#### EXERCISE MATERIAL:
—————

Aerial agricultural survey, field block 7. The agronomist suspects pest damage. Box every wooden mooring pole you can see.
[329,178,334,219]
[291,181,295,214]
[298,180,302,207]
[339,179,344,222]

—————

#### WRITTEN TASK:
Please rescale the rows above: write every line again, request included, with each box coordinate multiplied by 0.6 and rounded to the nearest whole number, halves rounding up.

#### OUTPUT OF THE EXERCISE:
Aerial agricultural survey, field block 7. The agronomist suspects pest damage. Box every wooden mooring pole you can see.
[197,107,200,131]
[175,109,177,128]
[179,108,181,124]
[203,107,206,133]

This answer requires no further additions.